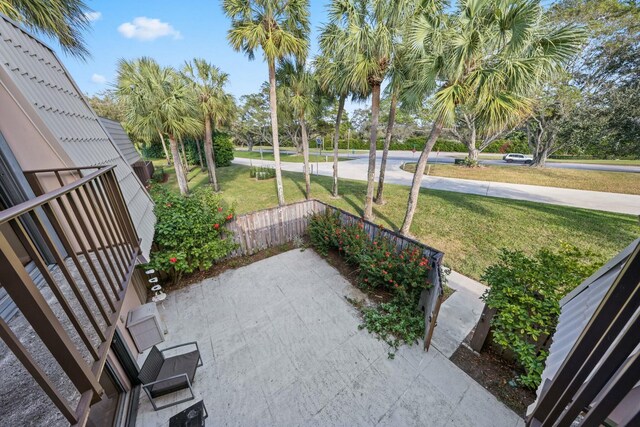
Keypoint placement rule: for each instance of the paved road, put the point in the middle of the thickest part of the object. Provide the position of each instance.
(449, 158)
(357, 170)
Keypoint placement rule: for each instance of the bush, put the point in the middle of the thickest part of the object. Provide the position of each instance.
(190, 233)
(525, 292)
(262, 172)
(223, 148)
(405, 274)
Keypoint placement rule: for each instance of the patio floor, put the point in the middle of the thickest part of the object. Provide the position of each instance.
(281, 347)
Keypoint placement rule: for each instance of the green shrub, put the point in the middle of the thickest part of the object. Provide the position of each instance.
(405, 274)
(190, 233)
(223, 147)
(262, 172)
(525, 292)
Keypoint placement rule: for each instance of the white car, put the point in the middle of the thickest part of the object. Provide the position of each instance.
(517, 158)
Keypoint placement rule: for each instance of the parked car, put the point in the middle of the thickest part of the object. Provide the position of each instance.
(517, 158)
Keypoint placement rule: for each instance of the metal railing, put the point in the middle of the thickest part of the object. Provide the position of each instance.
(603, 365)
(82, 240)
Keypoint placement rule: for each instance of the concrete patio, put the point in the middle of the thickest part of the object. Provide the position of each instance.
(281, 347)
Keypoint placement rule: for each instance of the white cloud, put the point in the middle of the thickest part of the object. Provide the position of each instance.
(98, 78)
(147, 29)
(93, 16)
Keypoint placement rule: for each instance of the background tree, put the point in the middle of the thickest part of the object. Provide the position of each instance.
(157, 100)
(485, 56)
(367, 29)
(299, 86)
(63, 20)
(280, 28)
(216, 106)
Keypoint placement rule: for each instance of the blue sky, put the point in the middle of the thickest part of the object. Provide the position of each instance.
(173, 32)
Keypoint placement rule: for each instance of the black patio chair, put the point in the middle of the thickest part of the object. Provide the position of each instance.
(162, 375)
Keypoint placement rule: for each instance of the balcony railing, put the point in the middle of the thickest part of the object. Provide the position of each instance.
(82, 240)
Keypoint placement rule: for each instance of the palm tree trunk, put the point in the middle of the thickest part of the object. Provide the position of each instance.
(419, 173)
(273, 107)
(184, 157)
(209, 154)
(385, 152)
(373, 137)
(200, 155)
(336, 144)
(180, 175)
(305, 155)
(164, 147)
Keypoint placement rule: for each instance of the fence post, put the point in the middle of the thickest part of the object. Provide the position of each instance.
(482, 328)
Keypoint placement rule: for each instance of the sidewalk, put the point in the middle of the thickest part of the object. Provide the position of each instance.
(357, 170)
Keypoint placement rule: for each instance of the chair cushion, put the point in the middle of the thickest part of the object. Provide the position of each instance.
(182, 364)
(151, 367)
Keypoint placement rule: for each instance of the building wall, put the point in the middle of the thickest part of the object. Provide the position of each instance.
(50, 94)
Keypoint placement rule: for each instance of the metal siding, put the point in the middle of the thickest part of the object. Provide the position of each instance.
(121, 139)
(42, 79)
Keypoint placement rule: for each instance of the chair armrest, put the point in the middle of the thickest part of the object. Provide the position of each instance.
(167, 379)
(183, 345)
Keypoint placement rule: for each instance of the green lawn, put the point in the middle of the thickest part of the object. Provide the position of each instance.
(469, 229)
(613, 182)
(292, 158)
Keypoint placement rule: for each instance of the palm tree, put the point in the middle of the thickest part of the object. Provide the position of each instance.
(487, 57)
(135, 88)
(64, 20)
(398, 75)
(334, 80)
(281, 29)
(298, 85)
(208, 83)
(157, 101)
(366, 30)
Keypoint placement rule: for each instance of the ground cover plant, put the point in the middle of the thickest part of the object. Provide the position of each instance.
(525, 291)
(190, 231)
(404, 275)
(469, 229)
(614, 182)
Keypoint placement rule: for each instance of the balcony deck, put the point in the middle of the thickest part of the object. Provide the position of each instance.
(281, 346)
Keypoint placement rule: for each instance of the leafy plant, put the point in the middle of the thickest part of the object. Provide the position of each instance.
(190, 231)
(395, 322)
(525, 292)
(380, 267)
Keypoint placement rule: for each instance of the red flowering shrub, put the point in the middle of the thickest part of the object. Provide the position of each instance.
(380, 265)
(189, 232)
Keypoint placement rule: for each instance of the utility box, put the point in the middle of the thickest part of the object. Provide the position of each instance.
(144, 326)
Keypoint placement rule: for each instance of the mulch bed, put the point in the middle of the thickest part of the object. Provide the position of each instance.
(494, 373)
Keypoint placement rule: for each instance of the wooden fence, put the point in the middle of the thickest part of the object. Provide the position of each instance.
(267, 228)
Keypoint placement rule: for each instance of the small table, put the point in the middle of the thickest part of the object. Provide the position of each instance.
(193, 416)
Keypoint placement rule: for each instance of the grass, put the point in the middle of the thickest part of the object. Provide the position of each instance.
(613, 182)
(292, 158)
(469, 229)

━━━━

## Requirements
Revise all the records above so that "thickest part" reads "widest part" throughout, keeping everything else unchanged. Leave the pictures out.

## Output for this exercise
Keypoint placement rule: for each instance of the paved road, put the point in the middle of the widest part of the object. Provide the position of each instance.
(449, 158)
(357, 170)
Keypoint placement rule: for each instance of the bush, put the point in the middle of the widest part of the object. Provide the position of each instance.
(190, 233)
(525, 292)
(262, 172)
(223, 148)
(405, 274)
Keypoint placement rule: for each instance of the patio floor, put the point in the middle of the widest part of the object. Provide the position of each instance.
(281, 347)
Keypoint placement rule: for each instance of the green shrub, put the point in the middle of the widest part of the object. Provide the position of each instance.
(405, 274)
(190, 233)
(223, 147)
(262, 172)
(525, 292)
Keypoint placement rule: for each instance of the white car, put the point in the middle of the widest part of the object. Provide the position of each instance.
(517, 158)
Keypoint placement rule: for each instance of the parked car, put the point in the middle of the widest part of the object. Provide the position of each instance.
(517, 158)
Keypoint placement rule: for each instance of the metal railing, put the point in the middle of the widest part of the object. Provide the position of each instance.
(603, 365)
(82, 240)
Keypoint placement rule: for each instance of the concrete patio, put the point in the middle of the widest part of the object. Provide the position of each instance.
(281, 347)
Keypoint placement rule: for each instance of the white cloud, put the point in the middle of the widest part of the object. Provide the position of each instance.
(98, 78)
(147, 29)
(93, 16)
Keypoint placement rule: for each instance of the background tree, put the point in the middle of the widest part of the object. Provide the position of each instance.
(157, 100)
(485, 56)
(367, 29)
(299, 86)
(63, 20)
(280, 28)
(216, 106)
Keypoint placement rule: for each instance of the blue sky, put the point in the middle of the widest part of the object. Provide the position of each instance.
(173, 32)
Keypoint placement rule: for each instance of the black patio chair, put the point in the middle of the widest part of the object. Provide the position of each instance.
(162, 375)
Keypoint placement rule: for each instance of the balcony railing, put the point in the middle of the widest part of the object. Provide the position of each instance.
(82, 240)
Keypoint placement rule: for each instance of the palm tree trunk, put the point in the middle of the widest part of the object. Provide the position of each instance.
(419, 173)
(273, 107)
(184, 157)
(209, 154)
(385, 152)
(373, 137)
(200, 155)
(336, 144)
(180, 175)
(305, 155)
(164, 147)
Keypoint placement rule: for each instance of the fence post, put the point in the middle of the widest part of the object. Provide the position of each instance.
(482, 328)
Keypoint placement rule: for each instance of the sidewalk, put the point in the middle of the widest part of the object. Provide the position of each instance.
(357, 170)
Keypoint placement rule: for each instance of the chair cushion, put the point in the middle of the widest part of the object. Provide the position of each instance.
(182, 364)
(151, 367)
Keypoint placement rule: for each instance of the building wall, put the point in the middle of the widest part of the object. Provide the position of each instance.
(50, 94)
Keypoint placement rule: for each instance of the metal siding, put the point in the middle of the widest part of the object. Provide the position of each instance.
(121, 139)
(42, 79)
Keypoint placement rule: for each instance of the chair armrest, put the point in the middle of the widest part of the object. Provide the position of each instance.
(167, 379)
(183, 345)
Keypoint placement rule: for each instance of the green lawn, put the point in the middle of the widest part of the object. Provide the position of each instance.
(469, 229)
(613, 182)
(292, 158)
Keypoint placement rule: for each instance of the palm tree, put the point in the middle of the widest part of the object. Provide the position of each instance.
(487, 57)
(135, 88)
(64, 20)
(398, 75)
(334, 80)
(281, 29)
(298, 85)
(208, 83)
(157, 101)
(366, 30)
Keypoint placement rule: for each instance of the ground cover plant, put the point in the middle of the widest part of the object. Provide the position of each instance.
(525, 291)
(190, 231)
(404, 275)
(469, 229)
(614, 182)
Keypoint placement rule: for each instance of the balcony deck, put the point in the middle of the widest part of the object. Provide the position of each instance.
(281, 346)
Keypoint placement rule: for each instance of the leafy plant, put the point in the middle of the widest part of the object. Provide the position of each instance.
(190, 231)
(395, 322)
(525, 292)
(380, 267)
Keypoint placement rule: for each instance of the red flowering shrub, put the point in the middle of the widest part of the object. Provide the position of each instance.
(380, 265)
(189, 232)
Keypoint placement rule: for each instance of the utility box, put the point in the middle of the widest part of the object. Provide the position of each instance.
(144, 326)
Keypoint placement rule: for each instance of the mulch bed, put the point in the middle of the widest part of the object. Provide the position of each instance.
(494, 373)
Keypoint placement rule: for each instance of the wooden fence, put the point in the middle of the widest part of the object. Provide the position of each instance.
(267, 228)
Keypoint placement rule: for each instance of the small table, put the point in the middle of the widest part of the object. Provide the position of each instance.
(193, 416)
Keypoint placement rule: for each instance of the grass, put the point in the middle of the widest part of the object. Provide the position of each instance.
(613, 182)
(292, 158)
(469, 229)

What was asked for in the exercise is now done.